PROBLEM –
How many lines in the items below contain the word "blue"? Reply with the number alone.

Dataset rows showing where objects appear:
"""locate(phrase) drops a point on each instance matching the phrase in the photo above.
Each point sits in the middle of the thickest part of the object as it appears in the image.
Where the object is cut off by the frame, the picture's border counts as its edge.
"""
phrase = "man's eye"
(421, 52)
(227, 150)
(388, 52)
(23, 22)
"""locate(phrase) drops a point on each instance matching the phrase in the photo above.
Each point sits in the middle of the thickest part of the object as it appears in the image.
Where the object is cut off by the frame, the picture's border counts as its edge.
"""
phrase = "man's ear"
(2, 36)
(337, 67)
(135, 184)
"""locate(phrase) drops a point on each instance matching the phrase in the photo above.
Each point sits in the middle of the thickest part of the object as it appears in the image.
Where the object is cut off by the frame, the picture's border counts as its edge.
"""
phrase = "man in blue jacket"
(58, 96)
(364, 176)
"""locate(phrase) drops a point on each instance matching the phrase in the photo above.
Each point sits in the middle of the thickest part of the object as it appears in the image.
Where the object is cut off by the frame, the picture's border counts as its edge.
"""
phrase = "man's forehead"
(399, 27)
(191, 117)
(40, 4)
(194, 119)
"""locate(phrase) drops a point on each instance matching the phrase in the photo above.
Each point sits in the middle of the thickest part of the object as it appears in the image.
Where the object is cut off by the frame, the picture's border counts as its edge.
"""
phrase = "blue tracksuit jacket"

THE SOLUTION –
2